### TEXT BLOCK
How Much Analysis of Outcomes is too Much Analysis?

How Much Analysis of Outcomes is too Much Analysis?

Diligence promptly executes what intelligence slowly excogitates. Hurry is the failing of fools; they know not the crucial point and set to work without preparation. On the other hand, the wise more often fail from procrastination; foresight begets deliberation, and remiss action often nullifies prompt judgment. Celerity is the mother of good fortune. He has done much who leaves nothing over till to-morrow. Festina lente is a royal motto. (Balthasar Gracian - The Art of Wordly Wisdom)

I'm trying to make a habit of reading 30 aphorisms each day from the book of wisdom, The Art of Wordly Wisdom by Balthasar Gracian. I did something similar last year when I read The Daily Stoic by Ryan Holiday, I haven't read it daily, what I've done instead was to read a bunch of 'dailies' when I needed Stoic advice and wisdom the most.

From time to time it happens to come across advice that in one source seems contrary to advice given in other source. In this aphorism Balthasar Gracian tells about the importance of diligence over hastiness. On the other hand, too much rationalization and analysis of outcomes can lead to procrastination.

What-If Analysis What-If Analysis. Source:Flickr

The wise usually have more life experience, a better view and understanding of the world, can see the problem from more angles and in more depth. They can also see more solutions. Like chess players, they have a better understanding of the board and can think several moves ahead. Chess is a simple game with simple rules, a limited number of chess pieces yet after the first opening moves it gets very complicated and complex. There are 72.048 possible positions after 2 moves, 9+ million possible positions after 3 moves and 288+ billion possible positions after 4 moves and the number of possibilities keeps growing from there. We can agree that the world is even more complex than the game of chess and the number of possibilities of events happening is even greater.
######
◆ **EXERCISE INSTRUCTIONS**:
1. List every count of possible chess positions given in the post on analysis of outcomes, with the number of moves each count follows.
2. Write the next part of the post on analysis of outcomes, picking up after its final sentence.
The data after this point are separate material, unrelated to the post on analysis of outcomes.
### ITEMS
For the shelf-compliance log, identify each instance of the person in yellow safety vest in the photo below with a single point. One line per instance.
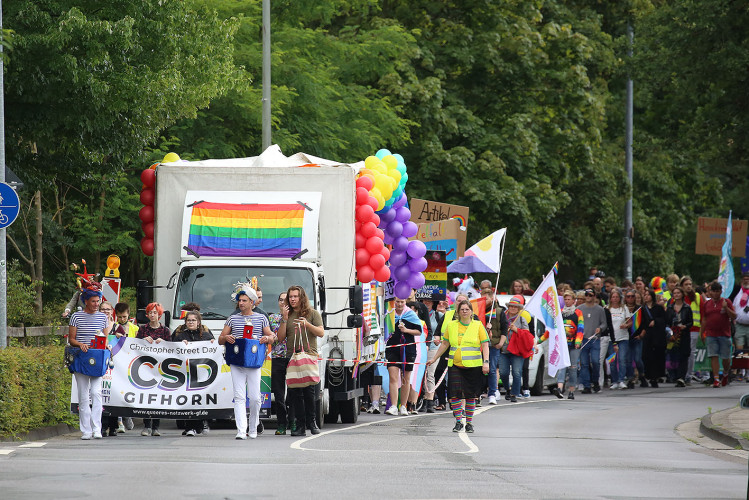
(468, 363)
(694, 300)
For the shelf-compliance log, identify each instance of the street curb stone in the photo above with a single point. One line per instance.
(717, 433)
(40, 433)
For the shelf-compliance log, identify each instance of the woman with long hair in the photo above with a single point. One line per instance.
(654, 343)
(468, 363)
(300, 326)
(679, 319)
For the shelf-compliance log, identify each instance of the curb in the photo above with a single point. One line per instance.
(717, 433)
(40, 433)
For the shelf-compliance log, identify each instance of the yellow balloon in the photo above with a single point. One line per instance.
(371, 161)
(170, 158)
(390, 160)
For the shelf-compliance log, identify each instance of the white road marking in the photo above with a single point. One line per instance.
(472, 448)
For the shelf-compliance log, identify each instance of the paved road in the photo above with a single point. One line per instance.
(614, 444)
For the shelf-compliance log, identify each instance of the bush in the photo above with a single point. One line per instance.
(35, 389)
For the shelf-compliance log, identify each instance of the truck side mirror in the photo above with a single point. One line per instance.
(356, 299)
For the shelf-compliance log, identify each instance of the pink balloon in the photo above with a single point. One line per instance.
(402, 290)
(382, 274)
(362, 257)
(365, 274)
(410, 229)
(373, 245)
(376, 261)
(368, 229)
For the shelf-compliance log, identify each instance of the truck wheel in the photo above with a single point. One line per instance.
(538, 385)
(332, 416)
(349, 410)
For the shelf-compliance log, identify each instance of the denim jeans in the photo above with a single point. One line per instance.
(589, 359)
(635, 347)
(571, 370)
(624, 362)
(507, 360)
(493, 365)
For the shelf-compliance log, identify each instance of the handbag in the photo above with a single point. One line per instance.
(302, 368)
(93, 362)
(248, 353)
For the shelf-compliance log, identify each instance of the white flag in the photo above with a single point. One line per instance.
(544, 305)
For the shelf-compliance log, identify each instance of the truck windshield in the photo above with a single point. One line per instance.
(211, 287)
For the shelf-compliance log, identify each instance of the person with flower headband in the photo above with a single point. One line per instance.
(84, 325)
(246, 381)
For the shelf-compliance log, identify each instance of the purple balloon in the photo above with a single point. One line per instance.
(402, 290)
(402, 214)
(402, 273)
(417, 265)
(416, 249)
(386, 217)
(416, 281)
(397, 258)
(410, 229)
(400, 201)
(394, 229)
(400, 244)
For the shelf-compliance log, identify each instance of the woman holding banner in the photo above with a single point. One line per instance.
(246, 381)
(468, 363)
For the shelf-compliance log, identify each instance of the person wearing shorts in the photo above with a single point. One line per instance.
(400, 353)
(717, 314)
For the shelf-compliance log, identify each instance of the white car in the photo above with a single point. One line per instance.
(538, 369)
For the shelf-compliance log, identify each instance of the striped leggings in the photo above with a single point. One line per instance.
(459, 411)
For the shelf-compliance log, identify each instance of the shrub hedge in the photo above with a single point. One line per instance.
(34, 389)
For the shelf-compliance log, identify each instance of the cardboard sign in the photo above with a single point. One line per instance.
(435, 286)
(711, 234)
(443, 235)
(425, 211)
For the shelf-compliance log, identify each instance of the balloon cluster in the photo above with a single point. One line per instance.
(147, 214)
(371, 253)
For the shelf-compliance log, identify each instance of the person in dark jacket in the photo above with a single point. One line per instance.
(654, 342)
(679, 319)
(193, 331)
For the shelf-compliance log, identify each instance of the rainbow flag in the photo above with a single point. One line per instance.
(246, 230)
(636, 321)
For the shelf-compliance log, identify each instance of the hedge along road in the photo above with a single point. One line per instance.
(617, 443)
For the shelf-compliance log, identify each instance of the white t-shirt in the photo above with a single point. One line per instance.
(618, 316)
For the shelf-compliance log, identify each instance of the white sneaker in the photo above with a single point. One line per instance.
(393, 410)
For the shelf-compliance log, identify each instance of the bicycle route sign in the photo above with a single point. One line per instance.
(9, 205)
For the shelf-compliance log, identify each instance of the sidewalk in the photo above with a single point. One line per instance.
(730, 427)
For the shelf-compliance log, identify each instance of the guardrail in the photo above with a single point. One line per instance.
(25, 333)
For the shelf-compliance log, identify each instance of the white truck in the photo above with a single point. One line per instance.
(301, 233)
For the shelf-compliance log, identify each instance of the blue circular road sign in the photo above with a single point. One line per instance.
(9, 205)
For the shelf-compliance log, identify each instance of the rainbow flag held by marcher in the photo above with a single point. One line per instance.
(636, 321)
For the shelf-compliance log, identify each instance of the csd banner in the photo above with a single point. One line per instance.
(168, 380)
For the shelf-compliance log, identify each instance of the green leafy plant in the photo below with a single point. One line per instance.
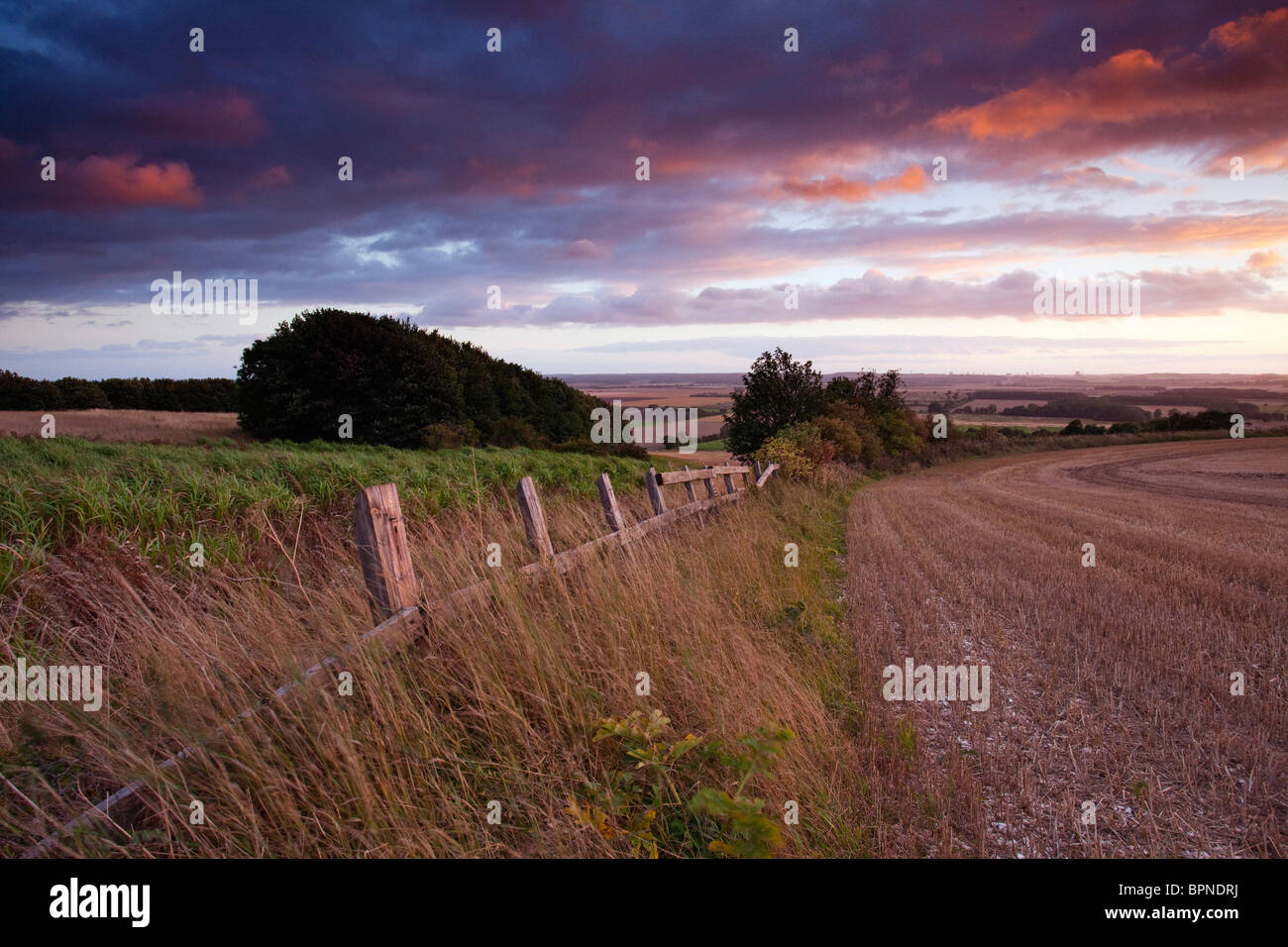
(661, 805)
######
◆ **ANSWERS FOR THE TASKS**:
1.
72.048 possible positions after 2 moves
9+ million possible positions after 3 moves
288+ billion possible positions after 4 moves

2.
Given this complexity, there is no wonder that having a great number of possibilities and choices can lead to paralysis by analysis. In philosophy we have the illustration of this paralysis by analysis in the paradox of Buridan's Donkey : a donkey that is equally thirsty and hungry is placed midway between a stack oh hay and a pail of water, unable to chose between the two options the donkey eventually dies.

How much preparation and diligence is too much? Is it really necessary to predict how the chess board will look like after five moves or is it sufficient to see only two-three moves ahead? In real life and in e-commerce, the answer is clear, the fewer options you show your customers the better the conversion rate will be, two-three options will lower their choice anxiety and perform better than 5 options. But this is only a small subset of the total set of possible choices that we have to do during our lifetime.

I did a search for "how to reduce the number of choices", the search engine didn't do that autocomplete thing that it does for popular search terms, which leads me to believe that not a lot of people are interested in this. The results that are returned are unsatisfactory, there is no theory, or platform or tool or anything that is useful in regards to reducing the number of choices. Choices belong to a wide array of domains and they are virtually infinite so there is no wonder that there is some universal way (that I know of) of reducing them.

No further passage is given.